Here, the description of how the data is laid out is in a Scheme comment, not code. Such comments are good Scheme style, since even though the scheme compiler/interpreter does not need such comments, other human beings reading your code almost certainly will need them. (For more on this topic, see the text How to Design Programs.)
One does not need to explicitly declare that the elements of a list representing a Coordinate are numbers; the Scheme runtime will instead carry that information around where ever necessary (so that you can use predicates like number? to see if the value being carried is a number).

Type-safe implementations of Scheme will, when necessary, check in operations like + that the arguments provided are numbers (and not references to pairs, or references to vectors, etc); however, the R5RS report itself says "It is an error for an operation to be presented with an argument that it is not specified to handle"; according to the conventions of the report, such errors are not necessarily detected, and the subsequent behavior is unspecified.

Likewise, the variable c is not manifestly constrained to only hold two element lists. That is, this procedure does not inherently dictate that the value denoted by c must always look like a Coordinate matching our data definition. It is only by programming convention that we will attempt to ensure that such a constraint holds; the programming language has nothing to do with it.
In R5RS Scheme, one does not associate a type with the subcomponents of a pair or vector; any value at all can be referenced by the car or cdr of a pair, or by any of the elements of a vector. Compare this with the C code, where we could only put intptr_t values into the x and y fields of struct coordinate, and could only put struct coordinate* (i.e. pointers to coordinates) in the next field`.

That last point is one crucial difference distinguishing dynamic from static: In Scheme programs like the above, you get significant freedom when working with lists (pairs) and vectors, since you can put any kind of value into them. This freedom can provide much power and flexibility. But you also give up something: You lose the assistance of a compiler telling you when you put the wrong kind of value into a pair or vector, and thus break the assumptions of other code you are relying on.

Consider e.g. this variant of sum-coords:

(define (sum-coords l)
  (cond ((null? l) (list 0 0))
        (else (let* ((c (car l))
                     (s (sum-coords (cdr c))))
                (list (+ (car (car l)) (car c))
                      (+ (car (cdr c)) (car (cdr s))))))))

I have deliberately obfuscated this version. There is a bug; when I run it, I get an error:

> (sum-coords '((1 4) (2 3) (3 2) (4 1)))
Error: cdr: 4 is not a pair.

* _Data lines_
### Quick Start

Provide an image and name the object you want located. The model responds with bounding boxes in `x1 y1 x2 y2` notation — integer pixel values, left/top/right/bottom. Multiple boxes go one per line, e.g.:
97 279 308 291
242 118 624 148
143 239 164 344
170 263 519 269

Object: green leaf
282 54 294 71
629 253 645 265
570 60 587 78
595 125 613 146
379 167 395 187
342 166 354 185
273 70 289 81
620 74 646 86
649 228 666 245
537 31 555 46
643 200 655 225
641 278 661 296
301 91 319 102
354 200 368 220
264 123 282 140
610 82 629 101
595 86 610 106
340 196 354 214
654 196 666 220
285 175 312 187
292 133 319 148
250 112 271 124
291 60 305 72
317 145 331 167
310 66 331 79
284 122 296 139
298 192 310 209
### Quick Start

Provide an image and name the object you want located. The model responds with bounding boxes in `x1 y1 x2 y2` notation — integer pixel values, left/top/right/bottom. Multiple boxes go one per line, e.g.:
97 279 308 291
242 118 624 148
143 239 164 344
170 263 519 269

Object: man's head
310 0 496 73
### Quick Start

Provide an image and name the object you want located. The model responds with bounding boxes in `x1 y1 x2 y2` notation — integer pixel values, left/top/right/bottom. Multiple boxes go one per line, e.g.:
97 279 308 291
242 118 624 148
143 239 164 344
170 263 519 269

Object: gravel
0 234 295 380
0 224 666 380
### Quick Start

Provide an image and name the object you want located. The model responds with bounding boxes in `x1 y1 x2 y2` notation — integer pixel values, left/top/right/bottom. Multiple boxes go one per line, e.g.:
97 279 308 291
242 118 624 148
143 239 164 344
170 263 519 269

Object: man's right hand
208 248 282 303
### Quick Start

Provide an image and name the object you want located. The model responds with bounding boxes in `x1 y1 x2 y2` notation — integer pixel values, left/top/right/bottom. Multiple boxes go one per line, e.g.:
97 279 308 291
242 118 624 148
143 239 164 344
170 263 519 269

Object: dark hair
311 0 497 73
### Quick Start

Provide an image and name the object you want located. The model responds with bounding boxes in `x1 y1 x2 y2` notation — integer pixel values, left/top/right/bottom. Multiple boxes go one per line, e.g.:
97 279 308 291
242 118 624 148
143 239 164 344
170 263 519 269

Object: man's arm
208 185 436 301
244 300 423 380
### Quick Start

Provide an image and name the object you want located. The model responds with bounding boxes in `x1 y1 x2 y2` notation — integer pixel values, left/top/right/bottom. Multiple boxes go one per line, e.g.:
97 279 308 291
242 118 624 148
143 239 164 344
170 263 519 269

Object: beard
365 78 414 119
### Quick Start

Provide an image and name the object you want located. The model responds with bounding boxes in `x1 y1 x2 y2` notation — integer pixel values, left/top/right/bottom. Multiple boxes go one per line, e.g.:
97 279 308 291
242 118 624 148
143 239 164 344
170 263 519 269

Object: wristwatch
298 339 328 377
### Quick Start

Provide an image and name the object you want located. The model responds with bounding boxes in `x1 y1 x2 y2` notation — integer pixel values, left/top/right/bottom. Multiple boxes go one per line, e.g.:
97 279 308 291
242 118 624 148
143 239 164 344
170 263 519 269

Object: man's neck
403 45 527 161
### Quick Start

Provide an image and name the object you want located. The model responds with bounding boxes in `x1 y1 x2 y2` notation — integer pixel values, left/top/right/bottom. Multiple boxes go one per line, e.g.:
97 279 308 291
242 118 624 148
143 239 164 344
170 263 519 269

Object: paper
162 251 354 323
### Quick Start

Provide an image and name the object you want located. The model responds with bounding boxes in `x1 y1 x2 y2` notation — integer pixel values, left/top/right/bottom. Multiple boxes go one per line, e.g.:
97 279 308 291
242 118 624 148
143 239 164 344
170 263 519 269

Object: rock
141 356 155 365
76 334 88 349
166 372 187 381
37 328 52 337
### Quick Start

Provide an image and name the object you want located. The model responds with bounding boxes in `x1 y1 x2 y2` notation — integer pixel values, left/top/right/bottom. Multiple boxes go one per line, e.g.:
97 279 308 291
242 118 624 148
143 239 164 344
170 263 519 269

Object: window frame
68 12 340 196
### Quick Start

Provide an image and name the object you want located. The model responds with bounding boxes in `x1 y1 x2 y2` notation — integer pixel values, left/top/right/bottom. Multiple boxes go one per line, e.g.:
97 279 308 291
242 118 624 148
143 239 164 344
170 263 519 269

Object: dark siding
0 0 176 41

* _Problems and tasks_
(a) List the fields of struct coordinate that the text on Scheme typing names.
(b) Carry on the text on Scheme typing from its last line.
The rows have nothing to do with this work.

* _Expected results_
(a) x, y, next

(b)
The bug is a bit hard to find (though if one had followed the design recipe one would never have written the code above). But one could claim that this mistake is easy to make in Scheme, because the language encourages the use of lists and pairs to represent everything, and so there are not always safeguards stopping you from passing a Coordinate (one kind of list) into a spot where a CoordinateList (another kind of list) is expected. (Some dialects of Scheme, such as Typed Racket, provide ways for the user to define datatypes statically so that the compiler can again provide such assistance.)

Of course, in languages like C, the type system is primarily in place in order to tell the compiler how to layout objects in memory. It is quite simple in C to use a typecast to enable passing a struct coordinate* where an intptr_t is expected, and you are unlikely to get a message as nice as

 > (sum-coords '((1 4) (2 3) (3 2) (4 1)))
 Error: +: (4 1) is not a number.

So you should take this so-called "distinction" between the two with a large grain of salt. There is a big difference between "Type Safety" and "Statically Typed". (In short, neither R5RS Scheme nor C is type safe, though several implementations of R5RS Scheme are type safe, or attempt to be.)

Another spot where one might distinguish between dynamic and static: I might have chosen to write the data definition like this:

;; A Coordinate is a (list Number Number Any ...)

;; interpretation: A Coordinate (list x y payload ...) is a point at location <x,y> on a 2D plane, with a metadata payload also associated with the point.

Now, the original implementation for sum-coords still "works" with this definition. The user is free to throw whatever extra information (maybe colors, or labels on the points) as extra elements on the list, and we can still sum up the X and Y components. This is related to the above point that c is not manifestly constrained to only hold two element lists of numbers.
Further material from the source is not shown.